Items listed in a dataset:

------------------------

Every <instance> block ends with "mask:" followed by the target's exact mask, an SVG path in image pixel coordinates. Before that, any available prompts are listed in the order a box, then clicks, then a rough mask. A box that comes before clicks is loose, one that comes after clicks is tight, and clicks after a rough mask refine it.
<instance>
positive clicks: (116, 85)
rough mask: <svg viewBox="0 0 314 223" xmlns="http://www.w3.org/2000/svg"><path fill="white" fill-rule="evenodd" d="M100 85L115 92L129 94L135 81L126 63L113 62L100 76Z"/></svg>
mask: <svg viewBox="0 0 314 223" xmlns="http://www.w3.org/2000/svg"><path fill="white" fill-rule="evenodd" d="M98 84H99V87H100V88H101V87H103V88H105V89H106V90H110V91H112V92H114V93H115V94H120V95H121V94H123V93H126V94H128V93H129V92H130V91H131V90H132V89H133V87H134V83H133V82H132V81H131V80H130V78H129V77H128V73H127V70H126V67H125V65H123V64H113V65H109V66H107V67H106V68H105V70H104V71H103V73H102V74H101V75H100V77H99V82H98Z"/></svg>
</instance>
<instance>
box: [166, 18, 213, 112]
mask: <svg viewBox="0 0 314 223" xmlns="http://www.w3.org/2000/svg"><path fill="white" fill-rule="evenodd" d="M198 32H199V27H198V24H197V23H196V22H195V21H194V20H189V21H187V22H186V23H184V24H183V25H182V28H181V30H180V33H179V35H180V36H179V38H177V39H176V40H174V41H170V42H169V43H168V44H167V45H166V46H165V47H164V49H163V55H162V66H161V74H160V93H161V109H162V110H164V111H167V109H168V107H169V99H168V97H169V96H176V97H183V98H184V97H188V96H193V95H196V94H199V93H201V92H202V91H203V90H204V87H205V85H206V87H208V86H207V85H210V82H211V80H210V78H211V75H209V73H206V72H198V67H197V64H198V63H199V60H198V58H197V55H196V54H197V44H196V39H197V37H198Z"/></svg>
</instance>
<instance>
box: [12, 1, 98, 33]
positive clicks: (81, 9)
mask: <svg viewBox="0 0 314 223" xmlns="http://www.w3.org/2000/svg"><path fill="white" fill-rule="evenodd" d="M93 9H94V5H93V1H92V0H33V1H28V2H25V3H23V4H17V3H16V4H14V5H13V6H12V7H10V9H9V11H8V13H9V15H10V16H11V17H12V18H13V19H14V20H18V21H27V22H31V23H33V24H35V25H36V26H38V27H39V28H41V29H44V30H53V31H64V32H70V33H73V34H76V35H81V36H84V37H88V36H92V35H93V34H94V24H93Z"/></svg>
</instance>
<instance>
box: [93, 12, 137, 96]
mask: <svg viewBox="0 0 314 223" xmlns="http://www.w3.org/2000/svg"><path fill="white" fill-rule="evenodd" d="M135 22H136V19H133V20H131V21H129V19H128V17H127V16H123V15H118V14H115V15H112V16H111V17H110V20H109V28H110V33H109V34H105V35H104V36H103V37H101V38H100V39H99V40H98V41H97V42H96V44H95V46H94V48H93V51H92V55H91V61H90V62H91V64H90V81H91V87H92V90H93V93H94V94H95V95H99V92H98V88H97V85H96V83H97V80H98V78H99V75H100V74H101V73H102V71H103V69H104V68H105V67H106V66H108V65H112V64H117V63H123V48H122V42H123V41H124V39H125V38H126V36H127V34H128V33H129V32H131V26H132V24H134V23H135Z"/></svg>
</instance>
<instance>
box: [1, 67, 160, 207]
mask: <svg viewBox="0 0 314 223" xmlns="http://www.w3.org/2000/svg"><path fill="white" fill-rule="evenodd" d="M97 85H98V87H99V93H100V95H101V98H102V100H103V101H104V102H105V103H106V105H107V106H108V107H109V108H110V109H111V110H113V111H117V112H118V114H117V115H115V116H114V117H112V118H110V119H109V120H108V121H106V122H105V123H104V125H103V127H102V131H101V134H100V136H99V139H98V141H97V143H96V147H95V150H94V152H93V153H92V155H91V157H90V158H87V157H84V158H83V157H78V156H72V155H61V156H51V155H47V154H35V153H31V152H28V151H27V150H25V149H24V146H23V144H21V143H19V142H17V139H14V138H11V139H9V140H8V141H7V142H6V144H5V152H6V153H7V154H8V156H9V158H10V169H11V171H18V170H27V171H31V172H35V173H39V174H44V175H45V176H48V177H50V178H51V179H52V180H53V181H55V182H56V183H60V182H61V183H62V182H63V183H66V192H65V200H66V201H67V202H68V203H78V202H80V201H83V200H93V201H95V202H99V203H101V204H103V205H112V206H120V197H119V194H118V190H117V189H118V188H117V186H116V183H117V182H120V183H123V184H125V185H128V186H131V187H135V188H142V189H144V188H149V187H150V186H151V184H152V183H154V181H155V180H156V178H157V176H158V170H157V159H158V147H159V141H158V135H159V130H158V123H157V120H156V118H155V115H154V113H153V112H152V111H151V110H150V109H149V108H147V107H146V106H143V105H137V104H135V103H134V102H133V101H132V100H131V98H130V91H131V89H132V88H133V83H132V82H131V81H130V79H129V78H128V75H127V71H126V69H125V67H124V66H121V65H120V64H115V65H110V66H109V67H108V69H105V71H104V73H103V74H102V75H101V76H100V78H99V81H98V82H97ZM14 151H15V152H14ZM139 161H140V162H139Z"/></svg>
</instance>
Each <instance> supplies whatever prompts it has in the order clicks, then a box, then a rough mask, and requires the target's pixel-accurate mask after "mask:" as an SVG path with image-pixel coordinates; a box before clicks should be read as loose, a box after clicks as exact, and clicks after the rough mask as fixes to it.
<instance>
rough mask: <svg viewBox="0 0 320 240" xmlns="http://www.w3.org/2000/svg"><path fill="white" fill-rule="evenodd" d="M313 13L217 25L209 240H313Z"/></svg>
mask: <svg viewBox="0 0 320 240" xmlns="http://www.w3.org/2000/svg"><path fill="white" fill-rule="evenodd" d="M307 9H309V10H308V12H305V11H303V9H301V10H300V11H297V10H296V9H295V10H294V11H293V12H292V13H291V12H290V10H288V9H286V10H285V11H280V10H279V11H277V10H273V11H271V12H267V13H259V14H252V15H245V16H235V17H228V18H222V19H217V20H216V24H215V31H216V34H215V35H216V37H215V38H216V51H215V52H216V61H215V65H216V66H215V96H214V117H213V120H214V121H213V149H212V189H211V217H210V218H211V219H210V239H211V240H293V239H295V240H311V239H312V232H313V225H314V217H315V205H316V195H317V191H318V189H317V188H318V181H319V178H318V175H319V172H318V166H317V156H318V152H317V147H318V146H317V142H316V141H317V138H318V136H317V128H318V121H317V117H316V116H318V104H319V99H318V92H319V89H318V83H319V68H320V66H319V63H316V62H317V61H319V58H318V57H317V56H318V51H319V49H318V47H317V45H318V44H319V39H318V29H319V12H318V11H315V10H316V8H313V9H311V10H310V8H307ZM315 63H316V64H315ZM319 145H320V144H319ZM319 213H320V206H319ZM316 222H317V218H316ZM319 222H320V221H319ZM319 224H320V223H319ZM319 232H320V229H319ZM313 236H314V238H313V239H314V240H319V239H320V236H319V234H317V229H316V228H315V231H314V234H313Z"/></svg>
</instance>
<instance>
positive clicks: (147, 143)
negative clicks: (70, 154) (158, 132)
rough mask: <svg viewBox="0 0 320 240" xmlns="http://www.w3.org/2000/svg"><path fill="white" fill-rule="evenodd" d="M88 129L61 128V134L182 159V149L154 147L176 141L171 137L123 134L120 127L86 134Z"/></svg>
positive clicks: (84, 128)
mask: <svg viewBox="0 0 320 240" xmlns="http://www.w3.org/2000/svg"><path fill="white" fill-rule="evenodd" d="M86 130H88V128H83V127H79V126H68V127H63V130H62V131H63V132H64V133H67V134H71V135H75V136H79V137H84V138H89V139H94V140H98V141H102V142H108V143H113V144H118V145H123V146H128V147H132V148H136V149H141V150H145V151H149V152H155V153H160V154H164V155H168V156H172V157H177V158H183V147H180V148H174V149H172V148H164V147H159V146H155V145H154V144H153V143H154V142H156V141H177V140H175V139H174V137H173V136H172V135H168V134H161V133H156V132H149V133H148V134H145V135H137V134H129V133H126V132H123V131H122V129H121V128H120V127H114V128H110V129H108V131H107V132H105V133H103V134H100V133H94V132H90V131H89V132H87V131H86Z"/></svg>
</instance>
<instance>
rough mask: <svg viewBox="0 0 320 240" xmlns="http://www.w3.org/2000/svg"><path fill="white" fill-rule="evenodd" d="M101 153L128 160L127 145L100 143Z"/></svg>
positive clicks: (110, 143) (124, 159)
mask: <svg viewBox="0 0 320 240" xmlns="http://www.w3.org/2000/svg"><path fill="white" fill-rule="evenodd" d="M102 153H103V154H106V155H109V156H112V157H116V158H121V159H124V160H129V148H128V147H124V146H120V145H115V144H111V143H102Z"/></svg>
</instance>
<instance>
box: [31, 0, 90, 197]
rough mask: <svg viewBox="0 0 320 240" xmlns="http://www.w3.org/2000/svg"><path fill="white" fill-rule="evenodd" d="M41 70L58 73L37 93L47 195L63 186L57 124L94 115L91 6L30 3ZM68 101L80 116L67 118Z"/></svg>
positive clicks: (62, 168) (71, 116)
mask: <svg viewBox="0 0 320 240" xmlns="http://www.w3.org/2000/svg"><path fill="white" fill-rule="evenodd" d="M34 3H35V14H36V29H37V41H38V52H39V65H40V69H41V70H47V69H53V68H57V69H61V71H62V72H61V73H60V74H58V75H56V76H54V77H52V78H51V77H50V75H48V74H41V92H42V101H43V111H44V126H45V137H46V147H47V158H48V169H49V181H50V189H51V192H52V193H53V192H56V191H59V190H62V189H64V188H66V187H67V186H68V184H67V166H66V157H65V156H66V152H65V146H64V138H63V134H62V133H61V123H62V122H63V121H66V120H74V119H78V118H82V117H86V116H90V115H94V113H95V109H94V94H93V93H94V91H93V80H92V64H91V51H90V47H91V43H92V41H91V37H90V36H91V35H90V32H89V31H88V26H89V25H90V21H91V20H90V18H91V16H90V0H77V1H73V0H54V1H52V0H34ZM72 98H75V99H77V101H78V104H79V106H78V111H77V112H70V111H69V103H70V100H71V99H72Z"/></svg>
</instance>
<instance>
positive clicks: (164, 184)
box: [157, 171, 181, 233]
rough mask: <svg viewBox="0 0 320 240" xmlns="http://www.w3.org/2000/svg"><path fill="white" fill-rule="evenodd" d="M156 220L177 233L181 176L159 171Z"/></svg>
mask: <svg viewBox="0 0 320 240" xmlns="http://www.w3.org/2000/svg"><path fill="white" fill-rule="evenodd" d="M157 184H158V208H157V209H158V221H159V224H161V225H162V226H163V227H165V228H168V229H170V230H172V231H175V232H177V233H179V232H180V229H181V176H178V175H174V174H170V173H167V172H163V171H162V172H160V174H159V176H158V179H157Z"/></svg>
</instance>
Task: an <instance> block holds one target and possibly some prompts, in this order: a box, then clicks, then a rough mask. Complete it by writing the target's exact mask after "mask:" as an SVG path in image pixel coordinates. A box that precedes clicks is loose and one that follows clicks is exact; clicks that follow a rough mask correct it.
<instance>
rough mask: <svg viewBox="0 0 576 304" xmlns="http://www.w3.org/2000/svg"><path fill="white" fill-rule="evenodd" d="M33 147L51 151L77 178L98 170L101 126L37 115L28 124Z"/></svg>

------------------------

WORK INSTRUCTIONS
You are asked to reproduce word for word the line containing "box: [157, 171, 181, 233]" and every subsequent line through the end of the entries.

TASK RESPONSE
box: [157, 171, 181, 233]
rough mask: <svg viewBox="0 0 320 240" xmlns="http://www.w3.org/2000/svg"><path fill="white" fill-rule="evenodd" d="M156 220L177 233L181 176L159 171Z"/></svg>
mask: <svg viewBox="0 0 320 240" xmlns="http://www.w3.org/2000/svg"><path fill="white" fill-rule="evenodd" d="M157 184H158V208H157V209H158V221H159V224H161V225H162V226H163V227H165V228H168V229H170V230H172V231H175V232H177V233H179V232H180V229H181V176H178V175H174V174H170V173H167V172H163V171H162V172H160V174H159V176H158V179H157Z"/></svg>
</instance>
Task: an <instance> block holds one target and possibly some prompts, in this order: a box, then clicks, then a rough mask. Complete it by writing the target's exact mask after "mask:" as an SVG path in image pixel coordinates. A box that precedes clicks is loose and one that follows clicks is exact; clicks that follow a rough mask correct it.
<instance>
rough mask: <svg viewBox="0 0 576 304" xmlns="http://www.w3.org/2000/svg"><path fill="white" fill-rule="evenodd" d="M33 147L51 151L77 178L98 170L101 126L37 115L28 124Z"/></svg>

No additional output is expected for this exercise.